#### Texte à lire:
==============================

La Kalachnikov va être rénovée. Plus qu'un simple fusil d'assaut, c'est un symbôle pour Vladimir Poutine, qui, en passe d'être réélu chef de l'Etat, a annoncé un programme massif de réarmement. Objectifs? Relancer l'économie russe et réaffirmer sa puissance.
Dépoussiérer l’icône "made in USSR". Elle a traversé la Guerre froide sans s'enrailler, et 65 ans après sa naissance, demeure l'arme préférée des armées, guérillas, et mercenaires de tous poils. 100 millions d’exemplaires circuleraient aujourd’hui sur la planète. L’Avtomat Kalachnikova méritait bien une petite mise à jour. C’est ce qu’a décidé Moscou.
Des canons pour une élection
A la veille des élections en Russie, ce dimanche 4 mars, le premier ministre de nouveau candidat à la présidence, Vladimir Poutine, a décidé de réarmer son pays s’il est élu, ce qui ne fait aucun doute. Il en a fait l’annonce mardi, dans le journal officiel Rossïïskaïa Gazeta. A l’image du fusil d’assaut automatique, c’est toute l’armée qui va profiter d’une intense cure de modernisation, lors de la prochaine décennie. Montant de ce coquet investissement? 513 milliards d’euros (20.000 milliards de roubles), soit, grosso modo, le PIB de la Belgique.
Avant les élections, Poutine dégaine donc ses dernières munitions. Et joue sur deux tableaux.
Le premier, de politique intérieure, concerne l’économie. Avec cet investissement massif, l’ancien chef du KGB se fait le champion d'une sorte de relance économique par le réarmement. Une stratégie qui doit profiter aux autres secteurs industriels du pays et doper la croissance et l’emploi.

==============================

Extraits d'un jeu de données d'annotation par points:
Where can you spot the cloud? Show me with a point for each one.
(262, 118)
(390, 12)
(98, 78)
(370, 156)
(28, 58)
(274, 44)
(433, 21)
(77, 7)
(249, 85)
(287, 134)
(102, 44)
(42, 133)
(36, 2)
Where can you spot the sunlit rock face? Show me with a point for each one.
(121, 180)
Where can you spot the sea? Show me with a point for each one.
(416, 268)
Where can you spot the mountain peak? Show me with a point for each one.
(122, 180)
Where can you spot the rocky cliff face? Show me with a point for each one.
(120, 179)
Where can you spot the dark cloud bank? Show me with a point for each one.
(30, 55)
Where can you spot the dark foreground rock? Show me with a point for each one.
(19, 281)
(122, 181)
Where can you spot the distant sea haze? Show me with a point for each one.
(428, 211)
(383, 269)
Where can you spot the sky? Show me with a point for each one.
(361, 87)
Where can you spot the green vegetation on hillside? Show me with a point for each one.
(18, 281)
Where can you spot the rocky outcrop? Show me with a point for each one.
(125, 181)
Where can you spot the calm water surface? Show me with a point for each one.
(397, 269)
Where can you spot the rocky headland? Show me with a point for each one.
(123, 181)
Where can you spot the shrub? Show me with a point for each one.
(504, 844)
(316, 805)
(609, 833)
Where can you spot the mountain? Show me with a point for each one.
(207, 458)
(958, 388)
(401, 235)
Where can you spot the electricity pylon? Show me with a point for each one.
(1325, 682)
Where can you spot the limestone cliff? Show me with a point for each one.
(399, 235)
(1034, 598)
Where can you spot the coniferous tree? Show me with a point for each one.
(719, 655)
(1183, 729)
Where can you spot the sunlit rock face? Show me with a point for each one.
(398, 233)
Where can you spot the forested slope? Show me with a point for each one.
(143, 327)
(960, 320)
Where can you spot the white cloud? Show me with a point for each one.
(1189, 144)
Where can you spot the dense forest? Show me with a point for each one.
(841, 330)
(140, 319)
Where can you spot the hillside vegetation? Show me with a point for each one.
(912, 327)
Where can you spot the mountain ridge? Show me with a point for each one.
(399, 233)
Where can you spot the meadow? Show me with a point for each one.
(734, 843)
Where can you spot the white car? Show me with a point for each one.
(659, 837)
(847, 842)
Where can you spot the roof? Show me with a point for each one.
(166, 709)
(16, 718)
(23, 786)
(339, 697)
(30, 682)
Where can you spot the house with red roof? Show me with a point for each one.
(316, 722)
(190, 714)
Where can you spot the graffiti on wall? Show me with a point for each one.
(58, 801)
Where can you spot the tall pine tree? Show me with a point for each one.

==============================

#### Travail à faire:
1. Répondez à ces questions sur le texte consacré à la Kalachnikov.
(a) Combien d'exemplaires de cette arme circuleraient aujourd'hui sur la planète ?
(b) Dans quel journal Vladimir Poutine a-t-il annoncé son programme de réarmement ?
(c) À combien s'élève l'investissement annoncé, en euros ?
2. Ces affirmations s'accordent-elles avec le texte sur la Kalachnikov ? Répondez par oui ou non et citez les mots du texte qui tranchent.
(a) La Kalachnikov est née il y a 65 ans.
(b) Vladimir Poutine a fait son annonce un dimanche.
(c) La modernisation de l'armée est prévue sur la prochaine décennie.
Appuyez-vous uniquement sur le texte pour répondre.

#### Corrigé:
1.
(a) 100 millions d'exemplaires.
(b) Dans le journal officiel Rossïïskaïa Gazeta.
(c) 513 milliards d'euros.

2.
(a) Oui : « 65 ans après sa naissance ».
(b) Non : « Il en a fait l’annonce mardi ».
(c) Oui : « lors de la prochaine décennie ».